● Your task
Quote each record exactly, please, leaving none out.
== Provided entries ==
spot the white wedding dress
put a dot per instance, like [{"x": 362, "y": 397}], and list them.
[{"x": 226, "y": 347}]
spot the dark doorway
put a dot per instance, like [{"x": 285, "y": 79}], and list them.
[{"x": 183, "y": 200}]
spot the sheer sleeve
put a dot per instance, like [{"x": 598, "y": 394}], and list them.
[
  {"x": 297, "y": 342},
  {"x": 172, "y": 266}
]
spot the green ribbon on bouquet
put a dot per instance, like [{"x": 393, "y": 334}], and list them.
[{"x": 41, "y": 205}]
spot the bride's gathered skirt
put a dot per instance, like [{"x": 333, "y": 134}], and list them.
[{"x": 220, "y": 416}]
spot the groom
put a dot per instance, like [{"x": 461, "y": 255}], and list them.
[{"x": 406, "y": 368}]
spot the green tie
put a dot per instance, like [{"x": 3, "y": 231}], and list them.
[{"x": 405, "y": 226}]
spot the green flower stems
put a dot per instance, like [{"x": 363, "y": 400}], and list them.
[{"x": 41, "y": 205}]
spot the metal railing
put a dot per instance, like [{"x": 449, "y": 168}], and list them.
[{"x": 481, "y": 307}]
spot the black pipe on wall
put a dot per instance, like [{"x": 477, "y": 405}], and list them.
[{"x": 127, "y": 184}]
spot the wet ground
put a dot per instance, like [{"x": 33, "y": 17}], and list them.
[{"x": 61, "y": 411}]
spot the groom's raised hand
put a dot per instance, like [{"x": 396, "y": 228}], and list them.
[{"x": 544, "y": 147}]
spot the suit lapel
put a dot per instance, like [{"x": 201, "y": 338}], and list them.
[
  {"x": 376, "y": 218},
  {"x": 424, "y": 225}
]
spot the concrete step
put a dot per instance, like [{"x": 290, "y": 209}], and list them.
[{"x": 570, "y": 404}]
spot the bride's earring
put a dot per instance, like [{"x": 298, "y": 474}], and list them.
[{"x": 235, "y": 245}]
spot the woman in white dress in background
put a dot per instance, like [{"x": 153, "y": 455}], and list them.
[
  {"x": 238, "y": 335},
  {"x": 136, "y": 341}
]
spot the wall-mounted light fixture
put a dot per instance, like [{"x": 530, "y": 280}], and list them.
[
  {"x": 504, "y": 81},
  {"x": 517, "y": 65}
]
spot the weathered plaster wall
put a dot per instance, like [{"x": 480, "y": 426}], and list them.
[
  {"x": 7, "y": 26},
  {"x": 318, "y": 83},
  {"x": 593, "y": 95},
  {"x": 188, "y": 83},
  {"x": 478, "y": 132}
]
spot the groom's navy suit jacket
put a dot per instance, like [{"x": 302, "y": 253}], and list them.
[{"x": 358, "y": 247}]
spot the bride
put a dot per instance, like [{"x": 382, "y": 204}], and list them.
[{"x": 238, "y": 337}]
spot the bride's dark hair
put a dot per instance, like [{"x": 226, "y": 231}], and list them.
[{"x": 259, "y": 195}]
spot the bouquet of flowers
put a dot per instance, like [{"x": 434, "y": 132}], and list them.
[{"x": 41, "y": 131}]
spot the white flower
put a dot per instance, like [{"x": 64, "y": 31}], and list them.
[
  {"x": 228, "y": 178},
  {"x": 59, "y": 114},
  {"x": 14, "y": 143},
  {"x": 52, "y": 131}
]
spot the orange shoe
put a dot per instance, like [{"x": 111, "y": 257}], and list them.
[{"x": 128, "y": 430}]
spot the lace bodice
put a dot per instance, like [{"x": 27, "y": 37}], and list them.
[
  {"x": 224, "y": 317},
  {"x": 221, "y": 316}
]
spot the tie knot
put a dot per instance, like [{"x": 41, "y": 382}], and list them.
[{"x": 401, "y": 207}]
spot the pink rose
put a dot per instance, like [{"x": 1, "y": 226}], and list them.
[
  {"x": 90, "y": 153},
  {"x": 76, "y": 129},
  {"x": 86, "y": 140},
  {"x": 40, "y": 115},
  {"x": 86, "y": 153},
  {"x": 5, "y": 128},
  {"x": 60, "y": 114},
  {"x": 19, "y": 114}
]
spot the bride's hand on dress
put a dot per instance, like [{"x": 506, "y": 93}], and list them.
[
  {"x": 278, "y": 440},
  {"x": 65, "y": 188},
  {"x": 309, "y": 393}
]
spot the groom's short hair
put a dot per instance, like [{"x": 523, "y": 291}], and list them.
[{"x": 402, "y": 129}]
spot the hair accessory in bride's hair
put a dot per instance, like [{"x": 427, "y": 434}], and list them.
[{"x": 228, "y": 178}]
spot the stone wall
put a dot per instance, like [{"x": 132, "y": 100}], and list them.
===
● Solution to the problem
spot the white wedding dress
put a dot per instance, like [{"x": 362, "y": 397}], and list them.
[{"x": 226, "y": 347}]
spot the dark doorway
put a dot per instance, like [{"x": 285, "y": 79}], and list them.
[{"x": 183, "y": 200}]
spot the sheer sleeve
put a dot per instance, like [{"x": 598, "y": 394}], and list them.
[
  {"x": 297, "y": 342},
  {"x": 172, "y": 266}
]
spot the green ribbon on bouquet
put a dot per instance, like [{"x": 393, "y": 334}], and list them.
[{"x": 41, "y": 205}]
spot the bride's gathered skirt
put a dot per instance, like [{"x": 333, "y": 134}], and list them.
[{"x": 220, "y": 416}]
spot the groom
put a dot per instance, like [{"x": 461, "y": 255}], and list them.
[{"x": 406, "y": 368}]
spot the green tie
put a dot per instance, like [{"x": 3, "y": 231}], and list them.
[{"x": 405, "y": 226}]
spot the green flower stems
put a dot per instance, like [{"x": 363, "y": 400}], and list them.
[{"x": 41, "y": 205}]
spot the metal railing
put a dot per instance, like [{"x": 449, "y": 168}], and list them.
[{"x": 481, "y": 307}]
spot the black pipe on wall
put a dot per instance, like [{"x": 477, "y": 405}], and list them.
[{"x": 127, "y": 184}]
spot the wet ground
put a dot per instance, like [{"x": 33, "y": 17}], and list them.
[{"x": 61, "y": 411}]
spot the groom's raised hand
put a dot per instance, like [{"x": 396, "y": 228}], and list them.
[{"x": 544, "y": 147}]
spot the suit lapel
put a dot per instance, like [{"x": 201, "y": 338}], and list them.
[
  {"x": 376, "y": 218},
  {"x": 424, "y": 225}
]
spot the concrete step
put a dot per instance, like [{"x": 290, "y": 209}], and list them.
[{"x": 570, "y": 404}]
spot the bride's earring
put a dot per instance, like [{"x": 298, "y": 474}], and list them.
[{"x": 235, "y": 245}]
spot the woman in white dress in background
put a dot per instance, like [{"x": 153, "y": 455}], and list them.
[
  {"x": 238, "y": 335},
  {"x": 136, "y": 341}
]
spot the wall-mounted light fixture
put a dot per instance, like [{"x": 530, "y": 280}], and list them.
[
  {"x": 504, "y": 81},
  {"x": 517, "y": 65}
]
spot the weathered plaster wall
put a dot per instance, like [{"x": 480, "y": 426}], and list them.
[
  {"x": 7, "y": 26},
  {"x": 318, "y": 83},
  {"x": 593, "y": 95},
  {"x": 188, "y": 83},
  {"x": 478, "y": 132}
]
spot the groom's navy suit jacket
put a dot per instance, like [{"x": 302, "y": 253}], and list them.
[{"x": 358, "y": 247}]
spot the bride
put a dot per instance, like [{"x": 382, "y": 204}], and list them.
[{"x": 238, "y": 337}]
spot the bride's dark hair
put a dot per instance, like [{"x": 226, "y": 231}], and list them.
[{"x": 259, "y": 195}]
spot the bouquet of flowers
put a dot per instance, like [{"x": 434, "y": 132}], and list them.
[{"x": 41, "y": 131}]
spot the white flower
put a dot per instance, like [{"x": 64, "y": 31}], and list them.
[
  {"x": 228, "y": 178},
  {"x": 59, "y": 114},
  {"x": 14, "y": 143},
  {"x": 52, "y": 131}
]
spot the orange shoe
put a dot per instance, like [{"x": 111, "y": 257}], and list them.
[{"x": 128, "y": 430}]
spot the lace bodice
put a dot per instance, like [{"x": 27, "y": 37}], and list them.
[
  {"x": 224, "y": 317},
  {"x": 221, "y": 316}
]
spot the tie knot
put a dot per instance, like [{"x": 41, "y": 382}], and list them.
[{"x": 401, "y": 207}]
spot the pink rose
put a dot per instance, like [{"x": 1, "y": 226}], and list them.
[
  {"x": 90, "y": 153},
  {"x": 76, "y": 129},
  {"x": 86, "y": 140},
  {"x": 40, "y": 115},
  {"x": 86, "y": 153},
  {"x": 5, "y": 128},
  {"x": 60, "y": 114},
  {"x": 19, "y": 114}
]
spot the bride's hand on dress
put a dot per instance, like [{"x": 506, "y": 93}], and list them.
[
  {"x": 278, "y": 440},
  {"x": 65, "y": 188},
  {"x": 309, "y": 393}
]
spot the groom's short hair
put a dot per instance, like [{"x": 523, "y": 291}], and list them.
[{"x": 402, "y": 129}]
spot the hair accessory in bride's hair
put a dot per instance, like [{"x": 427, "y": 434}], and list them.
[{"x": 228, "y": 178}]
spot the stone wall
put a dot per instance, like [{"x": 132, "y": 100}], and list them.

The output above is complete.